Work to complete
Down to the last line, retype the records below exactly and skip the pictures.

Records supplied
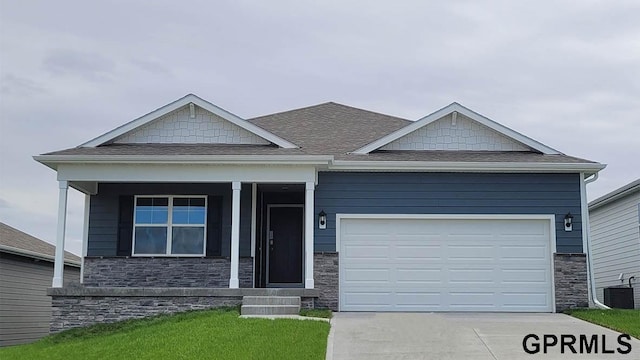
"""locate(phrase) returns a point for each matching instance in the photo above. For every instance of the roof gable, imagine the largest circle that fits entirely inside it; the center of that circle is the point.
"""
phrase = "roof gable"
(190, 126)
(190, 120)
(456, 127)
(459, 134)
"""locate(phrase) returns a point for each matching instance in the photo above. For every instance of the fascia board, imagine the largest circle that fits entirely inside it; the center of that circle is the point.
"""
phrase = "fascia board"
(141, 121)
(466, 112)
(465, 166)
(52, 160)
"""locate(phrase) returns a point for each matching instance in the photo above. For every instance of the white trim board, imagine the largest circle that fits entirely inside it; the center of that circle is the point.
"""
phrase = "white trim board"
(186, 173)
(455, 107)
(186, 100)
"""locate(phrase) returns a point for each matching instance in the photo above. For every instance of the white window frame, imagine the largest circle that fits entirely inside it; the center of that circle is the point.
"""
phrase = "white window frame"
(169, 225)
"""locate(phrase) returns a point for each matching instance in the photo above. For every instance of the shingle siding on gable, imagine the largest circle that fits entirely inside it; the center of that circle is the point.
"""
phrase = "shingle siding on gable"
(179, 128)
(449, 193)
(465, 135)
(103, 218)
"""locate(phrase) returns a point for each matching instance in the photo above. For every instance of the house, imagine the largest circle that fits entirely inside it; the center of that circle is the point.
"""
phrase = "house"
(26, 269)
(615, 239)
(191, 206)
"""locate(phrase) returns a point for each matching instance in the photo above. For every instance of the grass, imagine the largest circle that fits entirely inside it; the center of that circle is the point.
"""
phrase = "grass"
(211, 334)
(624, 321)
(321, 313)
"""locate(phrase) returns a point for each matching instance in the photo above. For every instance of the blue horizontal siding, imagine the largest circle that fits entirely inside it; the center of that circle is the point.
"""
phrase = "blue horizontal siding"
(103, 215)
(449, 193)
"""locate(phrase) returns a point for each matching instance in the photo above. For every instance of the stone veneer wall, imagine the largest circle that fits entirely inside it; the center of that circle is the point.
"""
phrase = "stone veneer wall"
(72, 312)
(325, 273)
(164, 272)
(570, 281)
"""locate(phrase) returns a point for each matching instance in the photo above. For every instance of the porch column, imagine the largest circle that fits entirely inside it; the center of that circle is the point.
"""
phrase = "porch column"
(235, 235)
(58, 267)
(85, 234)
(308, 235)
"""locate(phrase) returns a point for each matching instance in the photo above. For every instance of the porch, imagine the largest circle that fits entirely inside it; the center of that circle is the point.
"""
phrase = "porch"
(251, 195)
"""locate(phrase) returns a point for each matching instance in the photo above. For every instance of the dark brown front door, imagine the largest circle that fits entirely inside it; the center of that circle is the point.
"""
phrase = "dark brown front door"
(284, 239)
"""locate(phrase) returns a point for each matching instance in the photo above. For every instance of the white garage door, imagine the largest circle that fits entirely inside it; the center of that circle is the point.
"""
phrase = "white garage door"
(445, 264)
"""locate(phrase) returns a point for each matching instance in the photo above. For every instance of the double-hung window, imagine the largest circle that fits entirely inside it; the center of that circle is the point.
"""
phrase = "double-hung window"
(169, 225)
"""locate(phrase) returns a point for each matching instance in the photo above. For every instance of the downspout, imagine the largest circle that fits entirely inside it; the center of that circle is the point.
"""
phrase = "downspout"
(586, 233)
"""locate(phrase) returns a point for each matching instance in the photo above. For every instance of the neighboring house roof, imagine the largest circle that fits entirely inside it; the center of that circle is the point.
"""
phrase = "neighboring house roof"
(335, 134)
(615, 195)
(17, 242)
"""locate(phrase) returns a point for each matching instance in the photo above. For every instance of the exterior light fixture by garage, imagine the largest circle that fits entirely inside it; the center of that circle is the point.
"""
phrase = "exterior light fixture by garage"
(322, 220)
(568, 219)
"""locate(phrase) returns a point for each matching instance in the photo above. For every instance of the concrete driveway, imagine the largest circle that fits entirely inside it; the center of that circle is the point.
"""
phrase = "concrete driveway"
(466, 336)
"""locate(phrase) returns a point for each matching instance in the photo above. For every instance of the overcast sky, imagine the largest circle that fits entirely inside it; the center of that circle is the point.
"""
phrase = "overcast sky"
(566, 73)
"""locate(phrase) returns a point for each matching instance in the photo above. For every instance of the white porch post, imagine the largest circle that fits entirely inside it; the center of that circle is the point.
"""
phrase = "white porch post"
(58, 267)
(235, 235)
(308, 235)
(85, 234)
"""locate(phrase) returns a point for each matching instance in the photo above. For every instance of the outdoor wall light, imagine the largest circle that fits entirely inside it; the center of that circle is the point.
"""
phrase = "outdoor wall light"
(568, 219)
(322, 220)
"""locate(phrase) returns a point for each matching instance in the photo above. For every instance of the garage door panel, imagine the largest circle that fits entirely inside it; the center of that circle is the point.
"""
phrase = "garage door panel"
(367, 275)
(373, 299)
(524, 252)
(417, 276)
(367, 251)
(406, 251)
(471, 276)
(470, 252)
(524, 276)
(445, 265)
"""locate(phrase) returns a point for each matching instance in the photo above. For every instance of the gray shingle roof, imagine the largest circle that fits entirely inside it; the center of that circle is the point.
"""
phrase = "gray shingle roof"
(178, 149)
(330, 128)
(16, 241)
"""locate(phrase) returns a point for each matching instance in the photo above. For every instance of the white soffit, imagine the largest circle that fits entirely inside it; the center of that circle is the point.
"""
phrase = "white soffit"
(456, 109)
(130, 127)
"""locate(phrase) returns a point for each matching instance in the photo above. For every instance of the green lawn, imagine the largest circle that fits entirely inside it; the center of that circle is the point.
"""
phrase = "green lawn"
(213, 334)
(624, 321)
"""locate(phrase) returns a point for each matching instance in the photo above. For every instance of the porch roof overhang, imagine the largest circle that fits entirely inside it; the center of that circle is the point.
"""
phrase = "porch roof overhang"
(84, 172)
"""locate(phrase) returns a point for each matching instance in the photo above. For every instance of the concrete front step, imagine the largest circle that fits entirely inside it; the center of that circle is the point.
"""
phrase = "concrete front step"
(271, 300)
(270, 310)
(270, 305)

Response below
"""locate(phrase) returns a point for each matching instance in the photo above. For every instance of the roof gable, imagine the largest circle that fits entirely inside it; the center of that circle is the point.
"""
phrase = "roof gable"
(190, 126)
(190, 120)
(456, 127)
(459, 134)
"""locate(phrase) returns a point for each matching instance in the photo above. For every instance of the fascia board, imagine the largest circle that fits entirely inside it; the center of that circle is the point.
"""
phrase = "fascia board"
(141, 121)
(466, 112)
(465, 166)
(52, 160)
"""locate(phrase) returns a point for each matching instance in the photo above. For every instance of the white trim board, imagine the largest circle that fits entirely inside it; the center of that circle is the point.
"""
phrase = "white trim board"
(186, 173)
(455, 107)
(186, 100)
"""locate(phrase) returns a point for each matching instance in the photo above. For every instance of the white window frame, imagine the largest circle that fits entirely inside it; the center of that circle is the point.
"""
phrase = "white window frame"
(169, 225)
"""locate(phrase) returns a point for each matching instance in the photo above. For every instance of the shingle siding on gable, imagine the largest circle that fits entirely inside it; the center of that circle is the point.
"""
phrase = "shingle siding on gable"
(179, 128)
(449, 193)
(465, 135)
(103, 218)
"""locate(phrase) returns a point for each matching instance in the photo above. For every instance of the house, imagine the largest circle that fits entirely inside it; the center of that circle is the point.
"""
phrase = "house"
(26, 269)
(615, 239)
(191, 206)
"""locate(phrase) returns a point for each matching instance in the photo above. For every instance of the grass, imagine the largest circle that fits entirely inside it; the center of that circle is the point.
"""
phrase = "grass"
(211, 334)
(624, 321)
(321, 313)
"""locate(phrase) returns a point for each matching instance in the photo above. For every instance of the blue horizontal siding, imagine the largest circle that fits entirely inside it; the center of that circle is the point.
"""
phrase = "blue horizontal siding"
(103, 215)
(449, 193)
"""locate(phrase) returns a point for each matching instance in the photo above. For every instance of the stone veneer wall, imagine the largest circle that fits entirely inside it; the center of that circle is the point.
"""
phrase = "stone veneer wall"
(72, 312)
(325, 273)
(164, 272)
(570, 281)
"""locate(phrase) returns a point for each matching instance in the photo above. For every instance of the porch column, imagine the largest circle that fits entirely inside it; the center of that circle is the point.
"""
phrase = "porch column"
(235, 235)
(58, 267)
(85, 234)
(308, 235)
"""locate(phrase) returns a point for each matching instance in the photo above. For every instance of the porch, imagine the largest circle that fits entirely inside it; the center of that circle is the point.
"""
phrase = "porch"
(251, 195)
"""locate(phrase) returns a point for each matching instance in the photo above. For every instance of the dark brown front door, imagine the largest circle that fits entirely inside it; the center of that circle is the point.
"""
phrase = "dark brown front door"
(284, 239)
"""locate(phrase) returns a point for each matching instance in the photo above. For every instance of the white garage door, imagine the largest circle that fits entirely inside it; the center of that circle is the point.
"""
phrase = "white garage door"
(445, 264)
"""locate(phrase) returns a point for each matching instance in the photo above. For every instance of the double-hung window, imagine the largest circle that fits entirely inside it; the center of that circle is the point.
"""
phrase = "double-hung window"
(169, 225)
"""locate(phrase) returns a point for each matching instance in the photo above. For every instance of the downspout, imagine the largest circle that fits entirely inside it; the center of that circle is the point.
"""
phrase = "downspout"
(586, 233)
"""locate(phrase) returns a point for each matching instance in the photo above. For every instance of the neighboring house roof, imagine the largest circle that fits entirely inside it; the center of that circle is the point.
"""
phrase = "neighboring house roof"
(335, 134)
(615, 195)
(17, 242)
"""locate(phrase) returns a point for each matching instance in the photo above. For every instance of the exterior light fixture by garage, imagine the largest circle that fits entirely inside it; the center of that circle is the point.
"""
phrase = "exterior light fixture by garage"
(322, 220)
(568, 219)
"""locate(phrase) returns a point for each matching instance in the photo above. For every instance of the concrete driveway, imagine the largest circle that fits entirely inside it; the center of that circle is the point.
"""
phrase = "concrete driveway"
(466, 336)
"""locate(phrase) returns a point for each matching instance in the photo above. For every instance of the overcast sky, imagine the largest circle that fits entirely inside it; the center of that circle is the point.
"""
phrase = "overcast sky"
(566, 73)
"""locate(phrase) returns a point for each matching instance in the photo above. For every instance of the white porch post, imagine the largest circle that fits entirely inside it; the center of that circle is the point.
"""
phrase = "white porch post"
(58, 267)
(235, 235)
(308, 235)
(85, 234)
"""locate(phrase) returns a point for each matching instance in the photo above. For every instance of the outdoor wall light, imagine the largest circle that fits entirely inside it; the center of that circle is the point.
"""
phrase = "outdoor wall light"
(568, 219)
(322, 220)
"""locate(phrase) returns a point for each matching instance in the photo above. For every instance of the garage door panel, imagine the largest circle that fits entirely inside it; the center of that circle is the point.
"""
phrase = "garage door panel"
(367, 275)
(373, 299)
(524, 252)
(417, 276)
(367, 251)
(406, 251)
(471, 276)
(470, 252)
(524, 276)
(445, 265)
"""locate(phrase) returns a point for each matching instance in the photo above. For every instance of the gray shingle roof, imagine the largest circle that fits entirely inside it; the center of that circle is the point.
"""
phrase = "gray shingle roof"
(178, 149)
(330, 128)
(16, 241)
"""locate(phrase) returns a point for each matching instance in the photo above. For every instance of the white soffit, imagine the largest circle that fits entirely inside it; the center of that circle is the point.
"""
phrase = "white soffit"
(456, 109)
(130, 127)
"""locate(phrase) returns a point for each matching instance in the photo above. For every instance of the green lawn, imagine the largest circle that fits entirely inside it; the center of that circle is the point.
"""
phrase = "green lawn"
(213, 334)
(624, 321)
"""locate(phrase) returns a point for each matching instance in the photo above. For every instance of the porch roof overhang, imagine the largest circle that fits entirely inside it; the center of that circle is the point.
"""
phrase = "porch roof overhang"
(84, 172)
"""locate(phrase) returns a point for each matching instance in the photo above. For every instance of the concrete front step, imagine the largest circle that fits entirely inside it; the center of that circle is the point.
"""
phrase = "concrete front step"
(271, 300)
(270, 310)
(270, 305)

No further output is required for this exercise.